Rewrite the listing from its start down through the line containing "xmin=0 ymin=0 xmax=852 ymax=780", swapping "Produce" for "Return" and changing nothing else. Leave the pictures out of your answer.

====

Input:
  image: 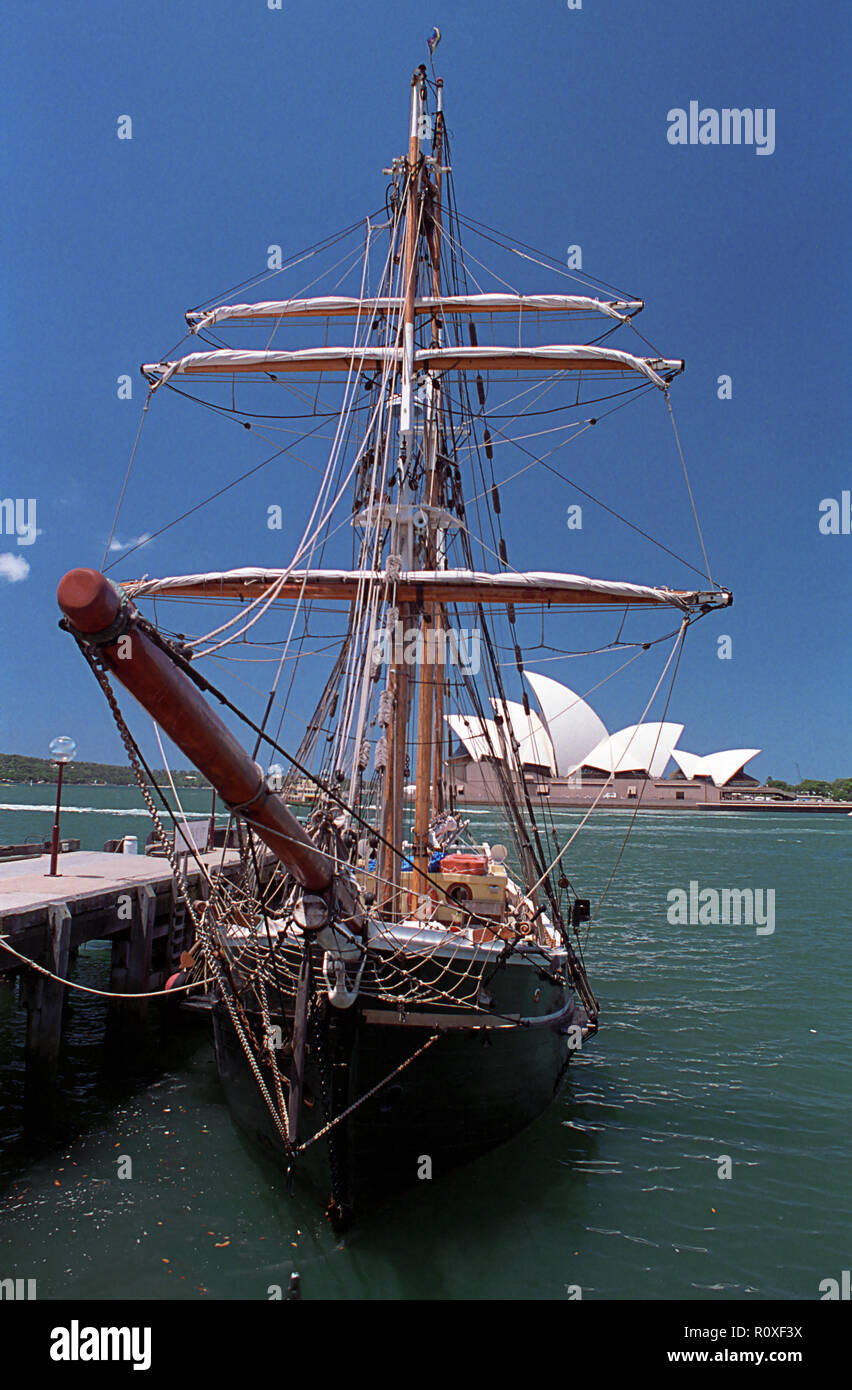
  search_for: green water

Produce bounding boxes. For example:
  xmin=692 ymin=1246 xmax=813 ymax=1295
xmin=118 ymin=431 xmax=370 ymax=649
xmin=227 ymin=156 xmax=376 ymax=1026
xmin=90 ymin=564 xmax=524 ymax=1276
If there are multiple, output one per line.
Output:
xmin=0 ymin=787 xmax=852 ymax=1302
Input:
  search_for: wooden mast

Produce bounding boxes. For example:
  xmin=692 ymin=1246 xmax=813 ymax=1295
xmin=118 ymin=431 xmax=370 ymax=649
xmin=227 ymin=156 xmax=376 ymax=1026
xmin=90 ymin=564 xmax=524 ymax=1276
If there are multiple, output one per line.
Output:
xmin=379 ymin=65 xmax=425 ymax=909
xmin=411 ymin=79 xmax=443 ymax=906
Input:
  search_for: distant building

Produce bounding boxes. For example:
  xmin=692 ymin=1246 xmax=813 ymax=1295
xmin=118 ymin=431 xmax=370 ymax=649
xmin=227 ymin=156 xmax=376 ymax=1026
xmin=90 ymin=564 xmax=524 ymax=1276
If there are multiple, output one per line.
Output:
xmin=445 ymin=671 xmax=771 ymax=805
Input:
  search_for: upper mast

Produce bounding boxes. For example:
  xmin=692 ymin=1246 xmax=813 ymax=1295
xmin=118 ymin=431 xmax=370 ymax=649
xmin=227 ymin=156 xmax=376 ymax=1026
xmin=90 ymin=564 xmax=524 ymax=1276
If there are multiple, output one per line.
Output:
xmin=379 ymin=64 xmax=425 ymax=908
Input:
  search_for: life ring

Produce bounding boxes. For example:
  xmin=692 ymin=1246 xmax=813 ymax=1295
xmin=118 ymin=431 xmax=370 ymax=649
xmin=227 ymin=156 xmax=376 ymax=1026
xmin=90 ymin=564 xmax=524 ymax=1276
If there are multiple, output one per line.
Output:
xmin=446 ymin=883 xmax=474 ymax=908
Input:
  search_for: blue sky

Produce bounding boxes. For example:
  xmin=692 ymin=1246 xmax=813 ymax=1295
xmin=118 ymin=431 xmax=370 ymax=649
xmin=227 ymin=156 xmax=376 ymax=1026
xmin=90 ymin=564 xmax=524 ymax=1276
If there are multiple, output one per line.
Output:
xmin=0 ymin=0 xmax=852 ymax=780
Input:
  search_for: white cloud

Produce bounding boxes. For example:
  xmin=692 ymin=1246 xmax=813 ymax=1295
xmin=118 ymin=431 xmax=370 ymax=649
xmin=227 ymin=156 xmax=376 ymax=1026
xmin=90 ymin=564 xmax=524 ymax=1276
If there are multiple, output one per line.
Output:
xmin=110 ymin=531 xmax=151 ymax=550
xmin=0 ymin=550 xmax=29 ymax=584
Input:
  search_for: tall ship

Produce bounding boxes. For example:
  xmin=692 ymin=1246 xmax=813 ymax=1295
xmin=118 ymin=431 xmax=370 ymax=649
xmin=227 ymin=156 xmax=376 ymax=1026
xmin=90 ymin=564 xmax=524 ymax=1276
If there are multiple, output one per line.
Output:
xmin=58 ymin=67 xmax=731 ymax=1229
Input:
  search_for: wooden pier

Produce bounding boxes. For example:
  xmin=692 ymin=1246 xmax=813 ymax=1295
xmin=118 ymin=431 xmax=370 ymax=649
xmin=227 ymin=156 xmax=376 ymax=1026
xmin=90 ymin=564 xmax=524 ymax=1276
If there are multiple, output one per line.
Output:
xmin=0 ymin=849 xmax=262 ymax=1097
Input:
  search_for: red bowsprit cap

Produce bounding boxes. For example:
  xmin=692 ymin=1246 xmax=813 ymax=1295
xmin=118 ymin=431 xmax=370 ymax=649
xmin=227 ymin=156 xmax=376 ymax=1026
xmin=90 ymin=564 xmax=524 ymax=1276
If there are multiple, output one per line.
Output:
xmin=56 ymin=570 xmax=121 ymax=632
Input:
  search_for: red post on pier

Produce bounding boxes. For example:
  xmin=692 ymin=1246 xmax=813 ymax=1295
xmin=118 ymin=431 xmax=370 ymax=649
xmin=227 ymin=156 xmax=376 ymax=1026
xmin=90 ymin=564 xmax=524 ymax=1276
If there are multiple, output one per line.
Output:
xmin=47 ymin=763 xmax=65 ymax=878
xmin=57 ymin=570 xmax=334 ymax=892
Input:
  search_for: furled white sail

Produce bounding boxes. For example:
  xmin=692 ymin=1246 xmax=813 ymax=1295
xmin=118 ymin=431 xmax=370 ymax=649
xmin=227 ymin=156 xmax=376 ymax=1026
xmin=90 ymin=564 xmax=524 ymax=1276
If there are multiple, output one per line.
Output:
xmin=142 ymin=343 xmax=684 ymax=389
xmin=186 ymin=295 xmax=645 ymax=332
xmin=524 ymin=671 xmax=609 ymax=777
xmin=122 ymin=567 xmax=731 ymax=613
xmin=671 ymin=748 xmax=760 ymax=787
xmin=584 ymin=723 xmax=684 ymax=777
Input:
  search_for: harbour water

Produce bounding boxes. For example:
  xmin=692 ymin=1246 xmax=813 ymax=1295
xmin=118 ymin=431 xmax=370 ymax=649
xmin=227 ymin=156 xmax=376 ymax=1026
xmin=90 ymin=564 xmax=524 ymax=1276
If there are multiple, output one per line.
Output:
xmin=0 ymin=787 xmax=852 ymax=1302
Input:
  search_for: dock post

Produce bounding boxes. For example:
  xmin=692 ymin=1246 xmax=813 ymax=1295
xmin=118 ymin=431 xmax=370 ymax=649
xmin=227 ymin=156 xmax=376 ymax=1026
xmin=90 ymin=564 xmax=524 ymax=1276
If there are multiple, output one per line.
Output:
xmin=21 ymin=902 xmax=71 ymax=1129
xmin=122 ymin=883 xmax=157 ymax=1023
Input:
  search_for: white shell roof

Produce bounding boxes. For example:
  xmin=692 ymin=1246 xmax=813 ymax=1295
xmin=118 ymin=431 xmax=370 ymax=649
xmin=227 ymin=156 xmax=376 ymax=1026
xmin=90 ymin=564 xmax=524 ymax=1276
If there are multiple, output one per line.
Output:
xmin=671 ymin=748 xmax=762 ymax=787
xmin=443 ymin=714 xmax=503 ymax=763
xmin=584 ymin=724 xmax=684 ymax=777
xmin=491 ymin=698 xmax=556 ymax=776
xmin=524 ymin=671 xmax=609 ymax=777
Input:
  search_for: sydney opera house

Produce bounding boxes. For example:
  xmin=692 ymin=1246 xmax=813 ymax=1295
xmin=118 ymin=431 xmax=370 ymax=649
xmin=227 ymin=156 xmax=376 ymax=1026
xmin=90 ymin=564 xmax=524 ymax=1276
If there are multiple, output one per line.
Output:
xmin=445 ymin=671 xmax=766 ymax=808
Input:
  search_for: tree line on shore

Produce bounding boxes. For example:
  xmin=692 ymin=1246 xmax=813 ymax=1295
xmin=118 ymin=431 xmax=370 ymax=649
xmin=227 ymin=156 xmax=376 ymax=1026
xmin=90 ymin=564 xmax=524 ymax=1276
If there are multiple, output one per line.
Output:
xmin=0 ymin=753 xmax=210 ymax=787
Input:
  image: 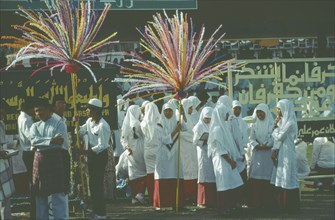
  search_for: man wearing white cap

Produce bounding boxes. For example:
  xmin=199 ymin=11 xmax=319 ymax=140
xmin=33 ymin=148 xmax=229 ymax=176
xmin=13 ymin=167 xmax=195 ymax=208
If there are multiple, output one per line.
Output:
xmin=79 ymin=98 xmax=111 ymax=219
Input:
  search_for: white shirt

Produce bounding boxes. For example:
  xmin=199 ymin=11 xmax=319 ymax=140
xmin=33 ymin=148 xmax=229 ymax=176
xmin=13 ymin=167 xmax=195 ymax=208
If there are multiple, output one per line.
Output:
xmin=17 ymin=111 xmax=34 ymax=151
xmin=79 ymin=118 xmax=111 ymax=154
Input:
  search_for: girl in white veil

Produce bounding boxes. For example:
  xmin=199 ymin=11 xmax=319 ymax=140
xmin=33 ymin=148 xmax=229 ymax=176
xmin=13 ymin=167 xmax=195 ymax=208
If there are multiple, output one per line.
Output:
xmin=193 ymin=107 xmax=216 ymax=208
xmin=153 ymin=103 xmax=184 ymax=210
xmin=141 ymin=102 xmax=162 ymax=203
xmin=121 ymin=105 xmax=147 ymax=204
xmin=248 ymin=103 xmax=274 ymax=209
xmin=180 ymin=98 xmax=198 ymax=203
xmin=208 ymin=105 xmax=243 ymax=214
xmin=271 ymin=99 xmax=300 ymax=212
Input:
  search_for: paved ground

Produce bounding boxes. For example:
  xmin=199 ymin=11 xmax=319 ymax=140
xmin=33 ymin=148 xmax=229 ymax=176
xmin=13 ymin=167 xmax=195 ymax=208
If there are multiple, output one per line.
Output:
xmin=13 ymin=186 xmax=335 ymax=220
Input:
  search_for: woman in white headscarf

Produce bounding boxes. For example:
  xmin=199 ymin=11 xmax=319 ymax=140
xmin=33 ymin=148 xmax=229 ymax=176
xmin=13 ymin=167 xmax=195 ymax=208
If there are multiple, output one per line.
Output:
xmin=248 ymin=103 xmax=274 ymax=209
xmin=193 ymin=107 xmax=216 ymax=208
xmin=216 ymin=95 xmax=233 ymax=109
xmin=208 ymin=105 xmax=243 ymax=214
xmin=113 ymin=97 xmax=128 ymax=164
xmin=141 ymin=103 xmax=161 ymax=203
xmin=121 ymin=105 xmax=147 ymax=204
xmin=187 ymin=96 xmax=201 ymax=123
xmin=271 ymin=99 xmax=300 ymax=212
xmin=217 ymin=95 xmax=247 ymax=195
xmin=180 ymin=98 xmax=198 ymax=203
xmin=153 ymin=103 xmax=184 ymax=210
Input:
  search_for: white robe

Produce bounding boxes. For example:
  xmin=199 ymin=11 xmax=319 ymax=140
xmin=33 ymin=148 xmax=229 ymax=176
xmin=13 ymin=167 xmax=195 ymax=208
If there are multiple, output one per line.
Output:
xmin=249 ymin=104 xmax=274 ymax=180
xmin=141 ymin=103 xmax=161 ymax=174
xmin=154 ymin=103 xmax=184 ymax=180
xmin=311 ymin=137 xmax=335 ymax=169
xmin=271 ymin=99 xmax=299 ymax=189
xmin=193 ymin=107 xmax=215 ymax=183
xmin=208 ymin=105 xmax=243 ymax=191
xmin=121 ymin=105 xmax=147 ymax=180
xmin=180 ymin=99 xmax=198 ymax=180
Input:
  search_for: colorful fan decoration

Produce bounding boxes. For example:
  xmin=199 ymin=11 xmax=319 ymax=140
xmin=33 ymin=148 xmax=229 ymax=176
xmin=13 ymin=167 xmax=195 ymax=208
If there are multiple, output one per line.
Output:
xmin=115 ymin=11 xmax=242 ymax=212
xmin=115 ymin=11 xmax=242 ymax=102
xmin=0 ymin=0 xmax=117 ymax=81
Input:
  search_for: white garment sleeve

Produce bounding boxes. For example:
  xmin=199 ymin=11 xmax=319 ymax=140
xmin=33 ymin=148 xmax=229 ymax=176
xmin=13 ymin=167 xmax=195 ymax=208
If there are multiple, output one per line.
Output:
xmin=311 ymin=138 xmax=322 ymax=169
xmin=272 ymin=123 xmax=293 ymax=150
xmin=249 ymin=126 xmax=259 ymax=150
xmin=91 ymin=125 xmax=111 ymax=154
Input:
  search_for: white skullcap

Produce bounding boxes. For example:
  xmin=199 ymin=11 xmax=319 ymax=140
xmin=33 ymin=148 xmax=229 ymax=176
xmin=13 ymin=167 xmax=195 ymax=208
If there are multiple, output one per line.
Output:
xmin=88 ymin=98 xmax=102 ymax=108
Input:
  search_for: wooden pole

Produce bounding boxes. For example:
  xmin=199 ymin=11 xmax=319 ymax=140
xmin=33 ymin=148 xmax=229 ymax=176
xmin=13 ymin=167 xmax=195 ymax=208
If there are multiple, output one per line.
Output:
xmin=228 ymin=62 xmax=233 ymax=98
xmin=71 ymin=73 xmax=87 ymax=219
xmin=176 ymin=98 xmax=182 ymax=212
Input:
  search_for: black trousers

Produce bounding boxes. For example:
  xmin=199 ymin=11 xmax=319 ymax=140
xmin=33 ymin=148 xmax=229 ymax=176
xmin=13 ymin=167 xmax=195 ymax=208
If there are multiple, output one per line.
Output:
xmin=87 ymin=150 xmax=108 ymax=216
xmin=22 ymin=151 xmax=36 ymax=219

====

Answer to the task:
Input:
  image: 
  search_for: green water

Return bounding boxes. For example:
  xmin=692 ymin=1246 xmax=813 ymax=1295
xmin=118 ymin=431 xmax=370 ymax=649
xmin=227 ymin=156 xmax=376 ymax=1026
xmin=90 ymin=564 xmax=524 ymax=1276
If there are multiple, output one per line.
Output:
xmin=0 ymin=787 xmax=852 ymax=1302
Input:
  search_for: wooden mast

Return bounding boxes. For example:
  xmin=692 ymin=1246 xmax=813 ymax=1295
xmin=118 ymin=431 xmax=370 ymax=649
xmin=227 ymin=156 xmax=376 ymax=1026
xmin=90 ymin=564 xmax=524 ymax=1276
If there are multiple, output one per line.
Output:
xmin=379 ymin=65 xmax=425 ymax=909
xmin=411 ymin=79 xmax=443 ymax=906
Input:
  search_for: distant building

Return bounding boxes. For example:
  xmin=692 ymin=1246 xmax=813 ymax=1295
xmin=118 ymin=431 xmax=370 ymax=649
xmin=227 ymin=156 xmax=376 ymax=1026
xmin=90 ymin=564 xmax=524 ymax=1276
If there are multiple, output one per line.
Output:
xmin=445 ymin=671 xmax=771 ymax=805
Input:
  search_for: upper mast

Return bounding boxes. For example:
  xmin=692 ymin=1246 xmax=813 ymax=1295
xmin=118 ymin=431 xmax=370 ymax=649
xmin=227 ymin=156 xmax=376 ymax=1026
xmin=90 ymin=564 xmax=524 ymax=1276
If there are multiple, output one per line.
Output:
xmin=379 ymin=64 xmax=425 ymax=908
Input:
  search_for: life ring

Return bounding boxes. For example:
  xmin=692 ymin=1246 xmax=813 ymax=1295
xmin=118 ymin=431 xmax=370 ymax=649
xmin=227 ymin=156 xmax=376 ymax=1026
xmin=90 ymin=564 xmax=524 ymax=1276
If there are multiple, output one per line.
Output:
xmin=446 ymin=883 xmax=474 ymax=908
Input:
  search_for: blue sky

Return bounding boxes. For example:
  xmin=692 ymin=1246 xmax=813 ymax=1295
xmin=118 ymin=431 xmax=370 ymax=649
xmin=227 ymin=156 xmax=376 ymax=1026
xmin=90 ymin=564 xmax=524 ymax=1276
If there are multiple, output one per line.
Output:
xmin=0 ymin=0 xmax=852 ymax=780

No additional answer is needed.